== Text passage ==
------------------------------------------------------------------------
High-spec rig market recovering well, with both rig demand and dayrates expected to remain healthy for remainder of 2019, although contractors may delay rig upgrades as cash flows tighten
By Linda Hsieh, Editor & Publisher
When oil prices took a sudden and surprising dip in late 2018 after what had been a relatively strong and stable year, it caught the industry off guard. It also led to a bit of panic in the industry, with worries that the price slump would lead to another market downturn in 2019.
“Fortunately, it did not. It rebounded,” Chris Menefee, Senior Vice President of Business Development for Independence Contract Drilling (ICD), said. “But it still caused some uncertainty… and it couldn’t have come at a worse time,” he added, noting that it led E&P companies to adopt a more conservative approach as they finalized 2019 budgets. Some rigs also were cut when oil prices dropped. “In our business, it just takes a little while to get that going again,” Mr Menefee said.
For contractors with high-spec rigs – or super-spec rigs, as people are referring to them – that segment of the market appears to have seen limited contraction. In the first quarter of 2019, demand for these rigs has remained healthy. “They’re at 100% utilization, and they’re keeping their dayrates steady where they’ve been throughout 2018,” Scott Forbes, Vice President, US Upstream Costs with Wood Mackenzie, said.
Another piece of good news is that the majors aren’t slowing down, as some had anticipated. “A number of majors are increasing their activity levels, while the independents and private companies are cutting back to stay within cash flow,” Mr Forbes said. “This is something different we hadn’t really seen before.”
The market, however, has been less favorable for rigs that are not high-spec and unable to drill the long laterals that operators want. A number of these units have been released by operators as their contract terms expired, Mr Forbes noted. Further, the potential to invest in upgrades for these rigs has dimmed, due to the large upfront capital commitment required. “Rigs were being upgraded in 2017 and 2018, but I don’t hear as much about upgrades now because the money’s got so tight in the last few months.” Rates for these lower-spec rigs have also waned as drilling contractors compete to keep them working, he added.
Wood Mackenzie is also starting to see operators allocate more of their capital plans toward completions, a trend that will continue in the second half of 2019. The number of drilled but uncompleted (DUC) wells is estimated to be in the 8,000 range.
Marshall Adkins, Managing Director for Raymond James and Associates, says he believes the number of DUCs may be misleading, however. Many of the wells that are being counted as DUCs are actually lame or dead wells, he asserted. “The untold reality is that the industry still drills a small amount of ‘problem’ wells that have officially started the drilling process but are failed wells that will never be completed,” Raymond James wrote in its 25 March industry brief. “These failed wells could be due to tools lost in the hole, sidetrack problems, lost-circulation issues, stuck pipe, or a myriad of other real-world problems. We believe that a proper DUC count should not include wells that will never get completed or ones that are uneconomic to complete.”
------------------------------------------------------------------------
== Record excerpts ==
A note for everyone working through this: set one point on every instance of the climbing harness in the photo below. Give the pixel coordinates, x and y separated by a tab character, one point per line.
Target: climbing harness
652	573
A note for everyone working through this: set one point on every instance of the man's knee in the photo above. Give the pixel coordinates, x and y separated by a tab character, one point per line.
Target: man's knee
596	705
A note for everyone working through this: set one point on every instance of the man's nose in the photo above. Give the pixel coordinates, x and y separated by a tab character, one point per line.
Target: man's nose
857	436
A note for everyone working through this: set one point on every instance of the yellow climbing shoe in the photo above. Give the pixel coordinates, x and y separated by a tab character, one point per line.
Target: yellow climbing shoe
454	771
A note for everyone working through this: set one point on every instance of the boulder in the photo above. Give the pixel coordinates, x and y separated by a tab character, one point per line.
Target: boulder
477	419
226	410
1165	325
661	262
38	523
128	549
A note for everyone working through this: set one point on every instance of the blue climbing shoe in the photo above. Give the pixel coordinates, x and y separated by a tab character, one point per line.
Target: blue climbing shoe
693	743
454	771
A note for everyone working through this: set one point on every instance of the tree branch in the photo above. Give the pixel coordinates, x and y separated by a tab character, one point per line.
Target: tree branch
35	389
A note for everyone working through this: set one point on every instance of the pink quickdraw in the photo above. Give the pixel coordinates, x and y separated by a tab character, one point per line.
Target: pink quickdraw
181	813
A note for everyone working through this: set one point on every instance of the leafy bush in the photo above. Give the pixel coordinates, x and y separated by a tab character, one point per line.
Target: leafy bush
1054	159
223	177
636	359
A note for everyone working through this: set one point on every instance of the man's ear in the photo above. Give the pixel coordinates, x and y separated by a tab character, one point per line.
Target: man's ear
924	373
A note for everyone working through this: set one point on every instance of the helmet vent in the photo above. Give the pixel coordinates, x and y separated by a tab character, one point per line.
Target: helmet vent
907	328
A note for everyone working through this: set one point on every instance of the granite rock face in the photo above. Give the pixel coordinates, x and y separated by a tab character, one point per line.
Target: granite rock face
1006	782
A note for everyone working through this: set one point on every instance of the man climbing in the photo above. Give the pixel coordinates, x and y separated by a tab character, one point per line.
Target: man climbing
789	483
------------------------------------------------------------------------
== Work instructions ==
• A. Print the rows unchanged, starting with the line that contains "of the granite" and ending with the last row.
• B. Carry on the article about the high-spec rig market, starting after its final sentence.

== Per-task outputs ==
• A.
A note for everyone working through this: set one point on every instance of the granite rock face in the photo above. Give the pixel coordinates, x and y separated by a tab character, one point per line.
Target: granite rock face
1006	782
A note for everyone working through this: set one point on every instance of the man climbing in the photo above. Give the pixel coordinates, x and y separated by a tab character, one point per line.
Target: man climbing
789	483

• B.
An increase in the number of the DUCs is also the natural result of operators’ adoption of pad drilling. “Logistically, as operators move into manufacturing mode and place more and more wells on centralized pads, the time between initial drilling and final well completion will naturally increase. In other words, working inventories of wells ready to be completed must increase to keep the factory optimized,” the Raymond James brief stated.
Rystad Energy agreed that there was not any “abnormal” growth of DUCs last year, with the ratio of drilled but uncompleted wells to drilling activity staying relatively flat. “When the rig count goes up, it is just normal that the inventory of drilled but uncompleted wells increases proportionally,” Artem Abramov, Rystad Energy partner, said.
With drilling activity and DUCs increasing, it’s also natural that production will rise. As of January 2019, the Lower 48 was producing an estimated 9.6 million bbl/day, according to Rystad. That compares with just 7.9 million bbl/day a year ago, representing an impressive 1.7 million bbl/day year-on-year growth. In terms of annual production, Rystad is forecasting 2019 to average 10.1 million bbl/day, compared with 8.7 million bbl/day in 2018 and 7.2 million bbl/day in 2017.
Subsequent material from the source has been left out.